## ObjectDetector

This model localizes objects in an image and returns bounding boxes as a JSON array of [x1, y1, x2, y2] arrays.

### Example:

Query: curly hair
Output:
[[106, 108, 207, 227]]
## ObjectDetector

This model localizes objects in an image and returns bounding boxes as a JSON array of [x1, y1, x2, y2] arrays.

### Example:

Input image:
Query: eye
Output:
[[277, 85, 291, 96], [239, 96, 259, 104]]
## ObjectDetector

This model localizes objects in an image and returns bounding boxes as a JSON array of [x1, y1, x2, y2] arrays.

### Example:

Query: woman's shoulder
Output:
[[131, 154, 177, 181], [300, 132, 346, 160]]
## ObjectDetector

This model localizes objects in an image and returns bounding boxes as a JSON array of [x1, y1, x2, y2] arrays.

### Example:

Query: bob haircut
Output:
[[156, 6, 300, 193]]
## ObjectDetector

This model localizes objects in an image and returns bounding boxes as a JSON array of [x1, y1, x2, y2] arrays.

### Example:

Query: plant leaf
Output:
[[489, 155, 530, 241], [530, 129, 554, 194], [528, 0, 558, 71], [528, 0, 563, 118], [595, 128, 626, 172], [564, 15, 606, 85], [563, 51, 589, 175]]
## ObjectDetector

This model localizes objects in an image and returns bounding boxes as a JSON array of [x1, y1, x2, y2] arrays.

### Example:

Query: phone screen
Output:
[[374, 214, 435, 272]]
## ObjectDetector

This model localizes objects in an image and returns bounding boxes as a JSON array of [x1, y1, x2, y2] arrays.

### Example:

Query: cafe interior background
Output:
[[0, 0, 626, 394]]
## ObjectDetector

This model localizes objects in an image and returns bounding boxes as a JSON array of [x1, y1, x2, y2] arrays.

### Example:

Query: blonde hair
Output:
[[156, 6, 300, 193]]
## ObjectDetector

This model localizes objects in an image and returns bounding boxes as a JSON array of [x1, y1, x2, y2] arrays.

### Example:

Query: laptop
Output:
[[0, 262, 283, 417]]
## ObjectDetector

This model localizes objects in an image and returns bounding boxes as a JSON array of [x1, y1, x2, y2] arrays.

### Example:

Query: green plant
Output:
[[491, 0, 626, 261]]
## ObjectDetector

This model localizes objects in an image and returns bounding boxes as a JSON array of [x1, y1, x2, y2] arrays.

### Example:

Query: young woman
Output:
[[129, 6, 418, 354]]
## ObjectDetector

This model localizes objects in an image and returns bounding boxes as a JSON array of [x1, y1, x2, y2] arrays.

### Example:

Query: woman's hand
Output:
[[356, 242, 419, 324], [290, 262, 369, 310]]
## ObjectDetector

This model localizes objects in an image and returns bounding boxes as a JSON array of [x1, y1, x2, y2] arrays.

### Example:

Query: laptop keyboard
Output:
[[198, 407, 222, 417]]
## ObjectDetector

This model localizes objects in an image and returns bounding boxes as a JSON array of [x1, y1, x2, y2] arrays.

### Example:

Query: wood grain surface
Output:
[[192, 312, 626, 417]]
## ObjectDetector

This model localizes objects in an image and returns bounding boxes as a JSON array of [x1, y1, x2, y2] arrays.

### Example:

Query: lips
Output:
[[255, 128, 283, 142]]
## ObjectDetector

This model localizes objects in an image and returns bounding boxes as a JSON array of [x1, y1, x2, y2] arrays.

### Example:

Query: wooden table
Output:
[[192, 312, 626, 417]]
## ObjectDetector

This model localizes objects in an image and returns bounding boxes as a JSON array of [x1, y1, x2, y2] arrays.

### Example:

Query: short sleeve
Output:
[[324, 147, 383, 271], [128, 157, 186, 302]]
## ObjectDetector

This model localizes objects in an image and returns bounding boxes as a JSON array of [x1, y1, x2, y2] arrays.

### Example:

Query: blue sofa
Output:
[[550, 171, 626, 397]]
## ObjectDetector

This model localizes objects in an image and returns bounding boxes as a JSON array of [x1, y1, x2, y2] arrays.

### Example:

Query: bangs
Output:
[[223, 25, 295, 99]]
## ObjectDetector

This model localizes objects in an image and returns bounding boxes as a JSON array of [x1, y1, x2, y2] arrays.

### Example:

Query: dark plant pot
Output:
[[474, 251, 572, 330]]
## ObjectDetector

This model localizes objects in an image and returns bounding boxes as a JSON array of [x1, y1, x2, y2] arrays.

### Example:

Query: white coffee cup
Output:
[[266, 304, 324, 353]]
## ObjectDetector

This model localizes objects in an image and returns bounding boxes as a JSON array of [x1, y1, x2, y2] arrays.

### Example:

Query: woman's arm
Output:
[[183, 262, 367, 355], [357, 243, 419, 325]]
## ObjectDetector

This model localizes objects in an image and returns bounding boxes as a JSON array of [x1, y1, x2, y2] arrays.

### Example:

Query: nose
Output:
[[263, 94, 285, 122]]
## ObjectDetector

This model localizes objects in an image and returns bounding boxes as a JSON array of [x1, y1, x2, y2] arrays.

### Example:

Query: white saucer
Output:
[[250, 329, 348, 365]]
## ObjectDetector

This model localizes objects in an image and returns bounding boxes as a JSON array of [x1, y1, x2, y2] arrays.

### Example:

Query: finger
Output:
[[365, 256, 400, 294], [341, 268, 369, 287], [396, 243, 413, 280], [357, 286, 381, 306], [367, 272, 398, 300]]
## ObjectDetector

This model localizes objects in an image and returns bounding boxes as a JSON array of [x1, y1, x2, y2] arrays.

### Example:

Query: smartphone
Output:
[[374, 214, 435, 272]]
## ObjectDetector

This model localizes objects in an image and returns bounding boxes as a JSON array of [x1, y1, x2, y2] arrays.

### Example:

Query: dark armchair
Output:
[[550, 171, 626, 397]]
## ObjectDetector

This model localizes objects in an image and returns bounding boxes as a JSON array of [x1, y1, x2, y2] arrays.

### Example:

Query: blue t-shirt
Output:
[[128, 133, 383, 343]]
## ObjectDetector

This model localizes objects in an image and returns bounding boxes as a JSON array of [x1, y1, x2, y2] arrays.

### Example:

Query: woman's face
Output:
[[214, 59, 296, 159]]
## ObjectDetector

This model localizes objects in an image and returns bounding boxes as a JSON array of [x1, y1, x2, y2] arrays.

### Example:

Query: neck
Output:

**Description of the task**
Recast every line of the items above as a Markdown table with two columns, Row and Line. Leave out blank lines and number the remaining ones in order.

**Solution to the exercise**
| Row | Line |
|---|---|
| 1 | ## ObjectDetector |
| 2 | This model localizes objects in an image and returns bounding boxes as a JSON array of [x1, y1, x2, y2] arrays. |
| 3 | ### Example: |
| 4 | Query: curly hair |
| 5 | Output: |
| 6 | [[106, 108, 207, 227]] |
| 7 | ## ObjectDetector |
| 8 | This model localizes objects in an image and returns bounding boxes as a JSON array of [x1, y1, x2, y2] arrays. |
| 9 | ### Example: |
| 10 | Input image: |
| 11 | Query: eye |
| 12 | Output: |
| 13 | [[277, 85, 291, 96], [239, 96, 259, 104]] |
| 14 | ## ObjectDetector |
| 15 | This model localizes objects in an image and returns bounding boxes as a JSON array of [x1, y1, x2, y2] arrays. |
| 16 | ### Example: |
| 17 | Query: woman's shoulder |
| 18 | Output: |
| 19 | [[131, 154, 177, 181], [300, 132, 346, 160]] |
| 20 | ## ObjectDetector |
| 21 | This model localizes objects in an image and returns bounding boxes as a JSON array of [x1, y1, x2, y2] arrays. |
| 22 | ### Example: |
| 23 | Query: bob haircut |
| 24 | Output: |
| 25 | [[156, 6, 300, 193]] |
| 26 | ## ObjectDetector |
| 27 | This model localizes objects in an image and returns bounding boxes as a JSON array of [x1, y1, x2, y2] arrays. |
| 28 | ### Example: |
| 29 | Query: plant leaf |
| 30 | Output: |
| 31 | [[489, 155, 530, 241], [530, 129, 554, 194], [528, 0, 558, 71], [528, 0, 563, 118], [595, 128, 626, 172], [564, 15, 606, 85], [563, 51, 589, 175]] |
| 32 | ## ObjectDetector |
| 33 | This model localizes objects in an image and returns bounding boxes as a JSON array of [x1, y1, x2, y2] arrays. |
| 34 | ### Example: |
| 35 | Query: phone screen |
| 36 | Output: |
| 37 | [[374, 214, 435, 272]] |
| 38 | ## ObjectDetector |
| 39 | This model localizes objects in an image and returns bounding boxes as a JSON array of [x1, y1, x2, y2] arrays. |
| 40 | ### Example: |
| 41 | Query: cafe interior background |
| 42 | Output: |
| 43 | [[0, 0, 626, 394]] |
| 44 | ## ObjectDetector |
| 45 | This model localizes objects in an image and returns bounding boxes as a JSON array of [x1, y1, x2, y2] arrays. |
| 46 | ### Example: |
| 47 | Query: blonde hair |
| 48 | Output: |
| 49 | [[156, 6, 300, 193]] |
| 50 | ## ObjectDetector |
| 51 | This model localizes objects in an image and returns bounding boxes as a JSON array of [x1, y1, x2, y2] arrays. |
| 52 | ### Example: |
| 53 | Query: laptop |
| 54 | Output: |
| 55 | [[0, 262, 283, 417]] |
| 56 | ## ObjectDetector |
| 57 | This model localizes objects in an image and returns bounding boxes as a JSON array of [x1, y1, x2, y2] arrays. |
| 58 | ### Example: |
| 59 | Query: green plant |
| 60 | Output: |
| 61 | [[491, 0, 626, 261]] |
| 62 | ## ObjectDetector |
| 63 | This model localizes objects in an image and returns bounding boxes as a JSON array of [x1, y1, x2, y2] arrays. |
| 64 | ### Example: |
| 65 | Query: young woman |
| 66 | Output: |
| 67 | [[129, 6, 418, 354]] |
| 68 | ## ObjectDetector |
| 69 | This model localizes objects in an image and returns bounding boxes as a JSON array of [x1, y1, x2, y2] arrays. |
| 70 | ### Example: |
| 71 | Query: woman's hand |
| 72 | Output: |
| 73 | [[356, 242, 419, 324], [290, 262, 369, 310]] |
| 74 | ## ObjectDetector |
| 75 | This model localizes objects in an image and returns bounding boxes as a JSON array of [x1, y1, x2, y2] arrays. |
| 76 | ### Example: |
| 77 | Query: laptop keyboard |
| 78 | Output: |
| 79 | [[198, 407, 222, 417]] |
| 80 | ## ObjectDetector |
| 81 | This model localizes objects in an image and returns bounding boxes as a JSON array of [x1, y1, x2, y2] arrays. |
| 82 | ### Example: |
| 83 | Query: wood grain surface |
| 84 | Output: |
| 85 | [[192, 312, 626, 417]] |
| 86 | ## ObjectDetector |
| 87 | This model localizes objects in an image and returns bounding boxes as a JSON array of [x1, y1, x2, y2] arrays. |
| 88 | ### Example: |
| 89 | Query: lips |
| 90 | Output: |
| 91 | [[255, 128, 283, 142]] |
| 92 | ## ObjectDetector |
| 93 | This model localizes objects in an image and returns bounding boxes as a JSON array of [x1, y1, x2, y2] arrays. |
| 94 | ### Example: |
| 95 | Query: wooden table |
| 96 | Output: |
| 97 | [[192, 312, 626, 417]] |
| 98 | ## ObjectDetector |
| 99 | This model localizes objects in an image and returns bounding boxes as a JSON array of [x1, y1, x2, y2] arrays. |
| 100 | ### Example: |
| 101 | Query: short sleeve |
| 102 | Output: |
| 103 | [[324, 147, 383, 271], [128, 157, 186, 302]] |
| 104 | ## ObjectDetector |
| 105 | This model localizes objects in an image and returns bounding boxes as a JSON array of [x1, y1, x2, y2] arrays. |
| 106 | ### Example: |
| 107 | Query: blue sofa |
| 108 | Output: |
| 109 | [[550, 171, 626, 397]] |
| 110 | ## ObjectDetector |
| 111 | This model localizes objects in an image and returns bounding boxes as a JSON array of [x1, y1, x2, y2] arrays. |
| 112 | ### Example: |
| 113 | Query: bangs |
| 114 | Output: |
| 115 | [[223, 25, 295, 99]] |
| 116 | ## ObjectDetector |
| 117 | This model localizes objects in an image and returns bounding boxes as a JSON array of [x1, y1, x2, y2] arrays. |
| 118 | ### Example: |
| 119 | Query: dark plant pot |
| 120 | Output: |
| 121 | [[474, 251, 572, 330]] |
| 122 | ## ObjectDetector |
| 123 | This model localizes objects in an image and returns bounding boxes as a JSON array of [x1, y1, x2, y2] arrays. |
| 124 | ### Example: |
| 125 | Query: white coffee cup |
| 126 | Output: |
| 127 | [[266, 304, 324, 353]] |
| 128 | ## ObjectDetector |
| 129 | This model localizes objects in an image and returns bounding boxes as a JSON array of [x1, y1, x2, y2] arrays. |
| 130 | ### Example: |
| 131 | Query: woman's arm |
| 132 | Output: |
| 133 | [[183, 262, 367, 355], [357, 243, 419, 325]] |
| 134 | ## ObjectDetector |
| 135 | This model localizes objects in an image and returns bounding boxes as a JSON array of [x1, y1, x2, y2] arrays. |
| 136 | ### Example: |
| 137 | Query: nose |
| 138 | Output: |
| 139 | [[263, 94, 285, 122]] |
| 140 | ## ObjectDetector |
| 141 | This model localizes objects in an image and returns bounding boxes as a JSON array of [x1, y1, x2, y2] arrays. |
| 142 | ### Example: |
| 143 | Query: white saucer |
| 144 | Output: |
| 145 | [[250, 329, 348, 365]] |
| 146 | ## ObjectDetector |
| 147 | This model localizes objects in an image and returns bounding boxes as a JSON array of [x1, y1, x2, y2] arrays. |
| 148 | ### Example: |
| 149 | Query: finger |
| 150 | Output: |
| 151 | [[365, 256, 400, 294], [341, 268, 369, 287], [396, 243, 413, 280], [357, 286, 381, 306], [367, 272, 398, 300]] |
| 152 | ## ObjectDetector |
| 153 | This model localizes objects in an image and returns bounding boxes as a JSON array of [x1, y1, x2, y2] arrays. |
| 154 | ### Example: |
| 155 | Query: smartphone |
| 156 | Output: |
| 157 | [[374, 214, 435, 272]] |
| 158 | ## ObjectDetector |
| 159 | This model localizes objects in an image and returns bounding boxes as a JSON array of [x1, y1, x2, y2] arrays. |
| 160 | ### Example: |
| 161 | Query: dark armchair |
| 162 | Output: |
| 163 | [[550, 171, 626, 397]] |
| 164 | ## ObjectDetector |
| 165 | This model localizes objects in an image and returns bounding boxes as a JSON array of [x1, y1, x2, y2] arrays. |
| 166 | ### Example: |
| 167 | Query: blue t-shirt |
| 168 | Output: |
| 169 | [[128, 133, 383, 343]] |
| 170 | ## ObjectDetector |
| 171 | This model localizes objects in an image and returns bounding boxes as a JSON array of [x1, y1, x2, y2] arrays. |
| 172 | ### Example: |
| 173 | Query: woman's face |
| 174 | Output: |
| 175 | [[214, 59, 296, 159]] |
| 176 | ## ObjectDetector |
| 177 | This model localizes objects in an image and returns bounding boxes as a JSON array of [x1, y1, x2, y2] arrays. |
| 178 | ### Example: |
| 179 | Query: neck |
| 180 | Output: |